§ **Task to complete**
Copy the items below verbatim, beginning at the line that contains "Inside an <instance>, optional" and stopping after the line that contains "box: [369, 1, 413, 34]".

§ **Material to process**
::::
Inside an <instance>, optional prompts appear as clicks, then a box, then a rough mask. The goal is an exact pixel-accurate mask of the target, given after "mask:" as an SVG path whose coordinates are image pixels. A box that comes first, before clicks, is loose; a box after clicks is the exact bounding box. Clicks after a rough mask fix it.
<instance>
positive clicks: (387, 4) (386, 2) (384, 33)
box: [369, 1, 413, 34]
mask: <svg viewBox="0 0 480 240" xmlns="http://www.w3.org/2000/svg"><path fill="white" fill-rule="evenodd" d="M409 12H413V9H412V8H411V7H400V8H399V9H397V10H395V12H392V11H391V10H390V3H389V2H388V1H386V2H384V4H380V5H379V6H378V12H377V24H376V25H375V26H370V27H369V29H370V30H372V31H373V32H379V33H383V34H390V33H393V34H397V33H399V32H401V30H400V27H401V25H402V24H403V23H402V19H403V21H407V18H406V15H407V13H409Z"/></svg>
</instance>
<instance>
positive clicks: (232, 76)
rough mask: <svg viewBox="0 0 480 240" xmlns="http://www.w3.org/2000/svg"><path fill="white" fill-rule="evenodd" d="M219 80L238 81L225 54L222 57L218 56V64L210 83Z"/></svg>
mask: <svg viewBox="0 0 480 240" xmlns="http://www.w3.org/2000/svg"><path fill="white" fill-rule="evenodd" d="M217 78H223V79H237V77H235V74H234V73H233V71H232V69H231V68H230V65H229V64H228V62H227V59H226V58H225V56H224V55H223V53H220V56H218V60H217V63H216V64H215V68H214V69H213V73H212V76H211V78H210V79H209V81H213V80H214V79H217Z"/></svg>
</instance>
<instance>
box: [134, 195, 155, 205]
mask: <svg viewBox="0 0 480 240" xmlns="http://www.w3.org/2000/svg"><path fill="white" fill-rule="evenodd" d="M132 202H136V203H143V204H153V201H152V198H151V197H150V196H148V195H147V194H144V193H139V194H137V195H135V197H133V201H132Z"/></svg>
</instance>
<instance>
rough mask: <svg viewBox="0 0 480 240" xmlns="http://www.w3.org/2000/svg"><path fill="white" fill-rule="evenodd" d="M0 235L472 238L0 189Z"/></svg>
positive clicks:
::::
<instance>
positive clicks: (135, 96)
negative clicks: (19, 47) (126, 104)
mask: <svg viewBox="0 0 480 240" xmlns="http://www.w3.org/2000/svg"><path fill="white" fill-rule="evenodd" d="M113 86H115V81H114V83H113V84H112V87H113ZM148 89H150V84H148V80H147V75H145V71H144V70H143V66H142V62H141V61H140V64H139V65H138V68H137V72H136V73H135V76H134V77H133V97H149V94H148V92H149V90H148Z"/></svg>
::::
§ **Reply**
Inside an <instance>, optional prompts appear as clicks, then a box, then a rough mask. The goal is an exact pixel-accurate mask of the target, given after "mask:" as an SVG path whose coordinates are image pixels. A box that comes first, before clicks, is loose; a box after clicks is the exact bounding box. Clicks after a rough mask fix it.
<instance>
positive clicks: (387, 4) (386, 2) (384, 33)
box: [369, 1, 413, 34]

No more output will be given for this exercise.